-- start Source excerpt --

Easy quadratic problem

Knowing that $\frac{2x^2 + 2x + 3}{x^2 + x + 1} = 2 + \frac{1}{x^2+x+1}$ , we require (x^2 + x + 1)|1 for $x \in \mathbb{R}$ . Hence:

$x^2 + x + 1 = \pm1$ .

If it's equal to 1, then $x^2 + x = 0 \Rightarrow x = 0,-1$ . If it's equal to -1, then $x^2 + x + 2 = 0 \Rightarrow x = \frac{-1 \pm \sqrt{7}i}{2}$ and we do not have real roots! Therefore the least integral value of $p$ such that $2 + \frac{1}{x^2+x+1} \le p$ holds is $\boxed{3}.$

$\frac{2[x^{2} +x +1] +1}{[x^{2} +x +1]}$ , Let the polynomial be $X$

$\frac{2X +1}{X}$ = $2+\frac{1}{X}$

$2+\frac{1}{X} \leq p$

Lowest possible answer to this inequality is 2 when X approach $\infty$

Since we need integral value that is defined, taking limits is not an option because 2 is never reached and since the polynomial doesn't take negative values the only possible answer here is 3.

-- end Source excerpt --
-- start Supplied records --

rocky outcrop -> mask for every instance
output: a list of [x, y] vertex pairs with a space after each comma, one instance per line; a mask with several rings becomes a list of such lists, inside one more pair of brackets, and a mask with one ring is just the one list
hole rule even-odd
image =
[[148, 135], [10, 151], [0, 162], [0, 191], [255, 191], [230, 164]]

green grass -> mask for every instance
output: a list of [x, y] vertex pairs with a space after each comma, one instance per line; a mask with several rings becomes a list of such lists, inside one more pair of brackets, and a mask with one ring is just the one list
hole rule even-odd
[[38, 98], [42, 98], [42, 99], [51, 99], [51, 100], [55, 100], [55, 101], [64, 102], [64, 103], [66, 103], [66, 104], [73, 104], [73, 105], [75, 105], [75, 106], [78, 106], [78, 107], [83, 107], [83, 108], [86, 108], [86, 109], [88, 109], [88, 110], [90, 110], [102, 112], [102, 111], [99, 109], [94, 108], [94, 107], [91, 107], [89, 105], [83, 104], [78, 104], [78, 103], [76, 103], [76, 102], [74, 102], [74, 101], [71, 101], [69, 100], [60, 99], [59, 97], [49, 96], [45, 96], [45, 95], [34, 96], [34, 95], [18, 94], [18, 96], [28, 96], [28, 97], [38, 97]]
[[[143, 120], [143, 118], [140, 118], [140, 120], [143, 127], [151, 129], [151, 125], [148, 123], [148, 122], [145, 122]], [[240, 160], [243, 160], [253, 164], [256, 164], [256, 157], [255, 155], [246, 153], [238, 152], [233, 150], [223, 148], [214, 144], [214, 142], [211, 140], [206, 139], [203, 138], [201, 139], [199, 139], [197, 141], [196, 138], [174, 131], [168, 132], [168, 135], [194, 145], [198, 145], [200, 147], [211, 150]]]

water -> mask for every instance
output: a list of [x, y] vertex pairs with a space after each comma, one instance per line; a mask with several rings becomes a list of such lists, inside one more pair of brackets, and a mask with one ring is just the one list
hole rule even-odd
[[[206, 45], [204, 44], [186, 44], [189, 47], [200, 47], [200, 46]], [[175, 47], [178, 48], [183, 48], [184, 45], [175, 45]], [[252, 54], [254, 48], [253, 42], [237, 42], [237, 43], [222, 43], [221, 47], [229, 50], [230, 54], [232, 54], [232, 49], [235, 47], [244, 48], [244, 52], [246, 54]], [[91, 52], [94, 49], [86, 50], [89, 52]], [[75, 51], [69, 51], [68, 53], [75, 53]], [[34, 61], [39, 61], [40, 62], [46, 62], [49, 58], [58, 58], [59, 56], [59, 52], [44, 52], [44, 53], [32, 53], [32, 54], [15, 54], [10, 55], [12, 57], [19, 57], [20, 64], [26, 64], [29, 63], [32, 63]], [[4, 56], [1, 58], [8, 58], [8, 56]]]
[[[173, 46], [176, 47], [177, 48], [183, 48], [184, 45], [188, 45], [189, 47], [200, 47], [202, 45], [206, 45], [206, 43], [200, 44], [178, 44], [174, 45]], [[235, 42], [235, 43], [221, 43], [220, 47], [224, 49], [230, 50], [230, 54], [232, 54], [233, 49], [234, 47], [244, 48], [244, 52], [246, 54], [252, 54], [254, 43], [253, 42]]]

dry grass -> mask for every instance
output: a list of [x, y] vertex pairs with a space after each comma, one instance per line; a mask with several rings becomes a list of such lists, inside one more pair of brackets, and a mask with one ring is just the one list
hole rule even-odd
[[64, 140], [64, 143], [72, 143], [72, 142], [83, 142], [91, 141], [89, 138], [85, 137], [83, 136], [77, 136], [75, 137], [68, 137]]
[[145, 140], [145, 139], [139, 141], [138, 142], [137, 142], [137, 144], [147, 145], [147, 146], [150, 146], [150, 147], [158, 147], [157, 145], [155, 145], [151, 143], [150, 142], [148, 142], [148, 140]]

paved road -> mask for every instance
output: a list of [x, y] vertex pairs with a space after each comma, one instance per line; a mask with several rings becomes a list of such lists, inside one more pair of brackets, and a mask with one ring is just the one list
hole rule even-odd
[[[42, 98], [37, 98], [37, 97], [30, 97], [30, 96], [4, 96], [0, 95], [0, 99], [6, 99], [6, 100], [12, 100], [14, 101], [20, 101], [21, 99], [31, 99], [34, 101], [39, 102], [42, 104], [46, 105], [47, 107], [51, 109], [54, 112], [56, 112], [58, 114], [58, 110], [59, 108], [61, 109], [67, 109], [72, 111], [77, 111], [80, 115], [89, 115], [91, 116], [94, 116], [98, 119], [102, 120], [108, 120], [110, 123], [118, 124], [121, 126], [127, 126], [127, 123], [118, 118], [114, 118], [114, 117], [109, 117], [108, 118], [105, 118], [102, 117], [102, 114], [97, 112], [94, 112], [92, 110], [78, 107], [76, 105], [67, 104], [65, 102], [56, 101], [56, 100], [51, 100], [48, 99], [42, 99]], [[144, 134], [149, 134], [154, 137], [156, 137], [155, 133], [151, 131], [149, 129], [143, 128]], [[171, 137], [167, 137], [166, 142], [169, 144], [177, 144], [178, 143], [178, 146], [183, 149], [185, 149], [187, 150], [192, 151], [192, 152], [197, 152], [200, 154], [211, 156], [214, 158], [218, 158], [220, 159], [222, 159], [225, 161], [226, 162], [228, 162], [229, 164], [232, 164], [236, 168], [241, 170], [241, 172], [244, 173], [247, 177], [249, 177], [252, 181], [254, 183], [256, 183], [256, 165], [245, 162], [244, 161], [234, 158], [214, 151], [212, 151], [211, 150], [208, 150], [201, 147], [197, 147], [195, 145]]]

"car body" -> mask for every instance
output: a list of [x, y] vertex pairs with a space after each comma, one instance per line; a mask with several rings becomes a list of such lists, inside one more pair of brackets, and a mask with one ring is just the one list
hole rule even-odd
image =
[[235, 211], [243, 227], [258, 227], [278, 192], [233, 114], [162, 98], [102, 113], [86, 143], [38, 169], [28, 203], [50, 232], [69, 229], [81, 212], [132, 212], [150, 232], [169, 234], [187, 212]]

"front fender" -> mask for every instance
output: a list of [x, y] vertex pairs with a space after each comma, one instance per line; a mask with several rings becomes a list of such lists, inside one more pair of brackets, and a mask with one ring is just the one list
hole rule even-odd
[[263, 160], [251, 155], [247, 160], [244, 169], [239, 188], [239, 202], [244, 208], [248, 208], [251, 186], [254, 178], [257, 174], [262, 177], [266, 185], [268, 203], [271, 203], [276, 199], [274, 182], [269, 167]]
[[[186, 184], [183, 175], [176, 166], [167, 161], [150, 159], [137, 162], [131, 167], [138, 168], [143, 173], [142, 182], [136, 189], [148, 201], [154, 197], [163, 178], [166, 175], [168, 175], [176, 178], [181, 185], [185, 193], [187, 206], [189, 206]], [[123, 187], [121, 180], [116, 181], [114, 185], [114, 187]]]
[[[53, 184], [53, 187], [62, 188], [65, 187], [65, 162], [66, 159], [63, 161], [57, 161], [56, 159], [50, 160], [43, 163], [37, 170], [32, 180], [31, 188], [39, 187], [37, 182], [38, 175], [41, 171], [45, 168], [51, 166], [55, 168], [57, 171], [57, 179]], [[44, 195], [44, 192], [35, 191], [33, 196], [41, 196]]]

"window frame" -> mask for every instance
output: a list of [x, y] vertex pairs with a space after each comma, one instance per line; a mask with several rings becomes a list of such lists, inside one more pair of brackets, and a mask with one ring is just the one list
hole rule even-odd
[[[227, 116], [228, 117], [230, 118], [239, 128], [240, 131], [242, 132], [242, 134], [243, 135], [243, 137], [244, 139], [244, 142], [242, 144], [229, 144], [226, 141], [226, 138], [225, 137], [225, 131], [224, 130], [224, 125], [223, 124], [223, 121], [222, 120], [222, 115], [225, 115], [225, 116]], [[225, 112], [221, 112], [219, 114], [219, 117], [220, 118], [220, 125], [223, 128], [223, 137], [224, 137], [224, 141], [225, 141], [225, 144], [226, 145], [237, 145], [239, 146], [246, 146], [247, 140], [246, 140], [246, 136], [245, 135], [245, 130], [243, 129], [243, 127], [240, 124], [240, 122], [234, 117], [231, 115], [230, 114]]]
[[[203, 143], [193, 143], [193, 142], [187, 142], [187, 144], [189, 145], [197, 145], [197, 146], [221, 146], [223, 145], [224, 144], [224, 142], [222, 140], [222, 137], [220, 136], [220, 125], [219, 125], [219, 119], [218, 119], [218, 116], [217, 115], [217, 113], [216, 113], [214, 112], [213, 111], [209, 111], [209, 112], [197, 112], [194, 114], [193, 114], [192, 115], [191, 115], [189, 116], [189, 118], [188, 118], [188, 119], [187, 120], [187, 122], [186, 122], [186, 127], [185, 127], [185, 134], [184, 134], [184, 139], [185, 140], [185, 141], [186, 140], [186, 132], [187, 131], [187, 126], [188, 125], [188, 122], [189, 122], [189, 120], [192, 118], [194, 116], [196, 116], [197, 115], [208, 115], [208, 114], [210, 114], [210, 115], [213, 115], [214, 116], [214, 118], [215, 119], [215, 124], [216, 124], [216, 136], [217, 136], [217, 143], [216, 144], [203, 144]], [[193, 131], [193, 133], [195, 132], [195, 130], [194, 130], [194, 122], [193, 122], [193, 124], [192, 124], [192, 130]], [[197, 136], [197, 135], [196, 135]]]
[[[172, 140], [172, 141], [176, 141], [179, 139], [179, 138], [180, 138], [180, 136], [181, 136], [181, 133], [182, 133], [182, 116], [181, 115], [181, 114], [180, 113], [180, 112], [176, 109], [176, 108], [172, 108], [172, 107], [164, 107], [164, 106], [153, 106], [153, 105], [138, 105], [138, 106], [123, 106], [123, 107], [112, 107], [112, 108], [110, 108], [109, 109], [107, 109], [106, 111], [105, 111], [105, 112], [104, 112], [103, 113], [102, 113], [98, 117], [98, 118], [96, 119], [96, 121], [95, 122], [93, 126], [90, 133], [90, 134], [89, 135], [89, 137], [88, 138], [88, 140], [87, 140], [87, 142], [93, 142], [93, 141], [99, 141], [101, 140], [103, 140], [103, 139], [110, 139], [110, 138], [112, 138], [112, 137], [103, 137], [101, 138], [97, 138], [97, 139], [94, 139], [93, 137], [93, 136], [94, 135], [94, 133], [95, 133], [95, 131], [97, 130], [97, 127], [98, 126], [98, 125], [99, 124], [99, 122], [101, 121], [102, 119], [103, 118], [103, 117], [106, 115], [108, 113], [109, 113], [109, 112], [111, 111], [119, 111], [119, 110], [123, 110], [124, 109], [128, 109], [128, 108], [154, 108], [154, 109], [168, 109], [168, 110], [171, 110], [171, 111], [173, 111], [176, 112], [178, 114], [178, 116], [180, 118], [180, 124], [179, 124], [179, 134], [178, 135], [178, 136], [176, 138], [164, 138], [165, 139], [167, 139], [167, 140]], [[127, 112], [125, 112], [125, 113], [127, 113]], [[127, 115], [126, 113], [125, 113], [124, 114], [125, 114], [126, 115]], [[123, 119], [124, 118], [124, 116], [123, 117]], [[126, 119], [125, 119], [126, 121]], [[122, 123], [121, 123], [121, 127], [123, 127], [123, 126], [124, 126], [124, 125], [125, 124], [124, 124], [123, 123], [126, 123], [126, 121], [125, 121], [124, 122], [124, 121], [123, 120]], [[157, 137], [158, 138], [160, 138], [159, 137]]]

-- end Supplied records --

Set tasks:
(1) Output the stretch of the quadratic inequality thread from "If it's equal to 1, then" through "answer here is 3.", keeping it word for word.
(2) In the quadratic inequality thread, what is given as the least integral value of p?
The records are separate from the quadratic inequality thread.

Solutions for each task:
(1)
If it's equal to 1, then $x^2 + x = 0 \Rightarrow x = 0,-1$ . If it's equal to -1, then $x^2 + x + 2 = 0 \Rightarrow x = \frac{-1 \pm \sqrt{7}i}{2}$ and we do not have real roots! Therefore the least integral value of $p$ such that $2 + \frac{1}{x^2+x+1} \le p$ holds is $\boxed{3}.$

$\frac{2[x^{2} +x +1] +1}{[x^{2} +x +1]}$ , Let the polynomial be $X$

$\frac{2X +1}{X}$ = $2+\frac{1}{X}$

$2+\frac{1}{X} \leq p$

Lowest possible answer to this inequality is 2 when X approach $\infty$

Since we need integral value that is defined, taking limits is not an option because 2 is never reached and since the polynomial doesn't take negative values the only possible answer here is 3.

(2) 3